Article:
Mission in the New Testament

 November 16, 2021

What is mission? People may talk about their “mission in life.” Or, someone may go on an important mission, whether a diplomat to rescue a hostage, an astronaut to travel to outer space, or an evangelist to preach the gospel to an unreached people group. Mission involves a sense of purpose and often danger as well.

As a norm, people are sent on a mission by someone else, though, at times, they go on their own initiative. “Mission” is not a word used in the Bible, but the concept of mission is doubtless present. Most importantly, we learn about God’s mission, the missio Dei. This mission is perhaps best articulated in John’s well-known declaration, “For God so loved the world, that he gave his only Son, that whoever believes in him should not perish but have eternal life” (Jn 3:16, ESV). Here, we see several truths about God’s mission.

The missio Dei

First, the missio Dei is grounded in God’s love. In his first letter, John affirms that God is love in his very essence and being (1 Jn 4:8). So, even though the fallen world and sinful humanity are unlikely objects of his love, God sets his love on unbelieving, rebellious, obstreperous sinners because it is in his very essence to love even those who are unworthy of his love and not loveable or attractive in and of themselves.

Written problem A:
Using the article on mission in the New Testament, write out the passage starting with "As a norm, people" and going on through "about God’s mission.", substituting "realities" for "truths".

Given records:
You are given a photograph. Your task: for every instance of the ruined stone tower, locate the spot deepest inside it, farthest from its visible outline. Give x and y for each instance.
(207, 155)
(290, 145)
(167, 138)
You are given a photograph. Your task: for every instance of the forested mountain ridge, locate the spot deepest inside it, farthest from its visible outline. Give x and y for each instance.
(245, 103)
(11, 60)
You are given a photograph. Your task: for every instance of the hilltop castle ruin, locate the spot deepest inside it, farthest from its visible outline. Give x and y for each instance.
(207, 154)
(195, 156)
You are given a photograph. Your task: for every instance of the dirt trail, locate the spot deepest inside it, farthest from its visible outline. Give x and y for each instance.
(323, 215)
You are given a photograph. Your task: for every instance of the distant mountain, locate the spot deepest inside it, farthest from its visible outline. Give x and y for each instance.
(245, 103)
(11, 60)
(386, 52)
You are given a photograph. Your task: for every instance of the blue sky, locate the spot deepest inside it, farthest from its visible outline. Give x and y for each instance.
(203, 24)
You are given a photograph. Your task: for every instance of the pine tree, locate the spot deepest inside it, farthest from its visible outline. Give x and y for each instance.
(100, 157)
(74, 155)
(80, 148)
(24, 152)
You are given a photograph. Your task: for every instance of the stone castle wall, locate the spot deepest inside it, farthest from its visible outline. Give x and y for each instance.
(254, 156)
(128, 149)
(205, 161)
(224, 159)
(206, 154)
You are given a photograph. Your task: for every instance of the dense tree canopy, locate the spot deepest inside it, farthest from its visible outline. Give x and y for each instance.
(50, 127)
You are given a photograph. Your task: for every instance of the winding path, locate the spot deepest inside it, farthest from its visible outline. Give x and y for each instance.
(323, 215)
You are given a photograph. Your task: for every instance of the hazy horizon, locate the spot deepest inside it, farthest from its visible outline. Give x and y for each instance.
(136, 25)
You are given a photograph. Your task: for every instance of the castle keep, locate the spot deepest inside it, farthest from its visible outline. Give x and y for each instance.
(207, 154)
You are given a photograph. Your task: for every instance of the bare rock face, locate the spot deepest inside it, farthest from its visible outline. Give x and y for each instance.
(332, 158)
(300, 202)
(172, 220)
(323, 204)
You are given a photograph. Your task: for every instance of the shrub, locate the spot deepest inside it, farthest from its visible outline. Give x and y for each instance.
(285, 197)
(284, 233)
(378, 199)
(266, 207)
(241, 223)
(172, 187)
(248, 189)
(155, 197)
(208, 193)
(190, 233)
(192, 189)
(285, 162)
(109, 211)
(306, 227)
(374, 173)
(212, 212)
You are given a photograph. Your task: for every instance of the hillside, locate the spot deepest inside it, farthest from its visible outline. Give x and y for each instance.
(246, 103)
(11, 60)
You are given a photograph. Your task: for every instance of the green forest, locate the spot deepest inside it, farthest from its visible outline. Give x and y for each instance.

Written problem B:
Please repeat only the rows starting with the line with "of the bare" and going on through the last line of the rows. Keep the wording lines unchanged, and increase every x and y coordinate in the answers by 128.

Finished answer A:
As a norm, people are sent on a mission by someone else, though, at times, they go on their own initiative. “Mission” is not a word used in the Bible, but the concept of mission is doubtless present. Most importantly, we learn about God’s mission, the missio Dei. This mission is perhaps best articulated in John’s well-known declaration, “For God so loved the world, that he gave his only Son, that whoever believes in him should not perish but have eternal life” (Jn 3:16, ESV). Here, we see several realities about God’s mission.

Finished answer B:
You are given a photograph. Your task: for every instance of the bare rock face, locate the spot deepest inside it, farthest from its visible outline. Give x and y for each instance.
(460, 286)
(428, 330)
(300, 348)
(451, 332)
You are given a photograph. Your task: for every instance of the shrub, locate the spot deepest inside it, farthest from its visible outline. Give x and y for each instance.
(413, 325)
(412, 361)
(506, 327)
(394, 335)
(369, 351)
(300, 315)
(376, 317)
(283, 325)
(336, 321)
(318, 361)
(320, 317)
(413, 290)
(237, 339)
(434, 355)
(502, 301)
(340, 340)
You are given a photograph. Your task: for every instance of the hillside, locate the spot deepest inside it, farthest from its visible outline. Give x and y for each instance.
(374, 231)
(139, 188)
You are given a photograph. Your task: for every instance of the green forest, locate the spot deepest inside it, farthest from its visible outline. Give x and y for each instance.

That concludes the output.